Passage extrait:
Dans cette affaire, une Irlandaise de 36 ans, mariée et résidant en Irlande, a fait le choix de venir accoucher en France pour bénéficier de la possibilité, inconnue en droit irlandais, d'un accouchement anonyme. L'enfant, issu d'une relation extraconjugale, naît en février 2002. Informée au cours de deux entretiens avec les services sociaux qu'elle dispose d'un délai de deux mois suivant l'acte de remise de l'enfant pour en demander la restitution, elle signe un procès-verbal d'admission de l'enfant comme pupille de l'Etat et consent à son adoption. Durant ces entretiens, une infirmière et un médecin parlant anglais font office d'interprètes.

Au mois de mai, l'enfant est placé par les services de l'Etat dans une famille d'accueil en vue de son adoption plénière. En juillet, la mère demande sa restitution mais se voit opposer l'expiration du délai de rétractation. Elle se plaint alors en justice de ne pas avoir eu une parfaite conscience des implications d'un accouchement anonyme. Rejetée par le tribunal de grande instance de Lille, sa demande de restitution de l'enfant est accueillie favorablement par la cour d'appel de Douai. Celle-ci considère que la requérante « de nationalité irlandaise, de langue anglaise et ne parlant pas le français » n'a pas été mise en mesure de connaître les conséquences d'un accouchement sous X en France. En avril 2004, la Cour de cassation annule cette décision.

A la suite de l'adoption de l'enfant, prononcée en juin 2004, la mère biologique porte l'affaire devant la CEDH. Selon elle, la brièveté du délai de deux mois qui lui a été laissé pour réclamer son enfant et l'insuffisance d'informations sur la portée de ses actes en droit français, notamment en raison d'une aide linguistique insuffisante, sont contraires à l'article 8 de la Convention européenne de sauvegarde des droits de l'Homme qui garantit le droit au respect de la vie privée et familiale.

Ayant relevé, d'une part, une grande diversité législative parmi les Etats membres du Conseil de l'Europe qui ont établi un délai de rétractation (1) et, d'autre part, la « présence d'intérêts difficilement conciliables, ceux de la mère biologique, ceux de l'enfant et ceux de la famille d'adoption », la Cour fait primer l'intérêt supérieur de l'enfant qui est de « bénéficier le plus rapidement possible de relations affectives stables dans sa nouvelle famille ». « Si le délai de deux mois peut sembler bref, il paraît néanmoins suffisant pour que la mère biologique ait le temps de réfléchir et de remettre en cause le choix d'abandonner l'enfant », juge-t-elle. Au vu de la diversité des systèmes juridiques, la Cour estime en outre qu'il s'agit d'un délai permettant « un équilibre et une proportionnalité suffisants entre les intérêts en cause ».

Données extraites:
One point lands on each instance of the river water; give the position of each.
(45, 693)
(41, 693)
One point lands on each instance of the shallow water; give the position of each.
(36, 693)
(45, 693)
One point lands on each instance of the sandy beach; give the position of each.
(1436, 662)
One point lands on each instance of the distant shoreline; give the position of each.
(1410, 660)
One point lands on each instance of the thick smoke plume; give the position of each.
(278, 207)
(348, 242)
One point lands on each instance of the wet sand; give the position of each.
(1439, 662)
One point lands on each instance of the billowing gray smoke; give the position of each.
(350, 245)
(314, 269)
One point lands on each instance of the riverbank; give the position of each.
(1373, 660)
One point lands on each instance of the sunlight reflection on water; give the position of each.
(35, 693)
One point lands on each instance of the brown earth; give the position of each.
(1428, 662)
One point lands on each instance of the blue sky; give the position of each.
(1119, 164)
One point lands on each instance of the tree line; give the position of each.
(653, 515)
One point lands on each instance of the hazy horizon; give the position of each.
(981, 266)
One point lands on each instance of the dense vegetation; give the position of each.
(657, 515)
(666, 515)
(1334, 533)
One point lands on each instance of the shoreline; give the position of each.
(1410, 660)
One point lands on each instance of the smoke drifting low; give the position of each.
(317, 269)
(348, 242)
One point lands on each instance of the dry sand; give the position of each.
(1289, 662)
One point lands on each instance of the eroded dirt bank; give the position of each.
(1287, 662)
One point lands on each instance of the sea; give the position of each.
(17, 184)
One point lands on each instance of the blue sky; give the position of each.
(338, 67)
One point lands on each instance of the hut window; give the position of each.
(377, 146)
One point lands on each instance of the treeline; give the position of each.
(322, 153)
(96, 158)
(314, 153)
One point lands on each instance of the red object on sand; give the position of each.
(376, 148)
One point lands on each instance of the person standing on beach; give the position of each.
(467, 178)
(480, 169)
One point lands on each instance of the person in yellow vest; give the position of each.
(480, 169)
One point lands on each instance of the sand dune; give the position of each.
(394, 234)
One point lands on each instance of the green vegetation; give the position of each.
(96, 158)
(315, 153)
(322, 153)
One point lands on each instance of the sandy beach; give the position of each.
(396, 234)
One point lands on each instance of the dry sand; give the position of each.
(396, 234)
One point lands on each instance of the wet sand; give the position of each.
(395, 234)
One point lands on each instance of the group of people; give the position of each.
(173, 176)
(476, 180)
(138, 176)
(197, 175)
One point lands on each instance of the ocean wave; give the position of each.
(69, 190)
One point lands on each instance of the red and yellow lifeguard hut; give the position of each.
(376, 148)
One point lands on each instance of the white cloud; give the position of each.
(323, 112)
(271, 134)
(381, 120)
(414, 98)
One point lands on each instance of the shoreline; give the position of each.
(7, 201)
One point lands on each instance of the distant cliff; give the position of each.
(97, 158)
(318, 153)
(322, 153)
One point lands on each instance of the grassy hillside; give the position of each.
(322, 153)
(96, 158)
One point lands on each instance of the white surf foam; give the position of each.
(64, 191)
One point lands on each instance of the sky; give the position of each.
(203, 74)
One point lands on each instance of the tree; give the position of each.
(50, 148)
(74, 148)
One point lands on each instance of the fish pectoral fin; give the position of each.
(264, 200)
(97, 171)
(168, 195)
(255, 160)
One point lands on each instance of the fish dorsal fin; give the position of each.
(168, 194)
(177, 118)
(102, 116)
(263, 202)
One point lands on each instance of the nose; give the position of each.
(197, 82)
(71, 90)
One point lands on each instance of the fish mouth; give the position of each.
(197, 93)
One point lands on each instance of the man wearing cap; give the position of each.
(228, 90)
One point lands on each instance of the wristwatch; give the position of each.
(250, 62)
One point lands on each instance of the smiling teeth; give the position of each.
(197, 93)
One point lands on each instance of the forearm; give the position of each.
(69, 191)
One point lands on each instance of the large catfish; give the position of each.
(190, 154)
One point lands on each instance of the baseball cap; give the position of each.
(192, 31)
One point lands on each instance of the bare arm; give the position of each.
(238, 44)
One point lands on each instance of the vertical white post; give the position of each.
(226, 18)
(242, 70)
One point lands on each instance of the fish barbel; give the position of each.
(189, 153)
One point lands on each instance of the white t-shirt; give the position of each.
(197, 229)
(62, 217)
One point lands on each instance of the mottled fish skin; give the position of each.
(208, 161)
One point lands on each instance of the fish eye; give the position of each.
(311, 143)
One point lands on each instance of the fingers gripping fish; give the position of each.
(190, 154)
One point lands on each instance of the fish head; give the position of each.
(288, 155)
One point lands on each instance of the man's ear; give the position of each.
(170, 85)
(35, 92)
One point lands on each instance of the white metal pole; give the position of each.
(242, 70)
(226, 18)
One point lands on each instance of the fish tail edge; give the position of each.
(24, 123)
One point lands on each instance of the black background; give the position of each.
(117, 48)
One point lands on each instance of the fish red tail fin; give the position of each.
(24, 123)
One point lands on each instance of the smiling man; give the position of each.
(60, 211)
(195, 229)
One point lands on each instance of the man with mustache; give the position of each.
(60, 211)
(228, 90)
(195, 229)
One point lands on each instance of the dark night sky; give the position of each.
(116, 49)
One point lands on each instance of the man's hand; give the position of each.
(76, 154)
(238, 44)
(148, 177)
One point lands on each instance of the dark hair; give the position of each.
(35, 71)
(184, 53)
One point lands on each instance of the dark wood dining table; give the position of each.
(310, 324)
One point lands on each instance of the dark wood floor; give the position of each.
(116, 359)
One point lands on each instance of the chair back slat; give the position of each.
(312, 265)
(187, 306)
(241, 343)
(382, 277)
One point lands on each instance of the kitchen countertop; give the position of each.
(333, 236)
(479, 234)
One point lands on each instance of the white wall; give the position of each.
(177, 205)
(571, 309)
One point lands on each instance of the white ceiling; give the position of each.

Problème à résoudre:
Recopiez mot pour mot l'extrait sur l'accouchement anonyme, de « Au mois de mai, l'enfant » à « annule cette décision. », ces deux bornes comprises. Les items n'ont aucun rôle dans ce travail.

Zone de réponse:
Au mois de mai, l'enfant est placé par les services de l'Etat dans une famille d'accueil en vue de son adoption plénière. En juillet, la mère demande sa restitution mais se voit opposer l'expiration du délai de rétractation. Elle se plaint alors en justice de ne pas avoir eu une parfaite conscience des implications d'un accouchement anonyme. Rejetée par le tribunal de grande instance de Lille, sa demande de restitution de l'enfant est accueillie favorablement par la cour d'appel de Douai. Celle-ci considère que la requérante « de nationalité irlandaise, de langue anglaise et ne parlant pas le français » n'a pas été mise en mesure de connaître les conséquences d'un accouchement sous X en France. En avril 2004, la Cour de cassation annule cette décision.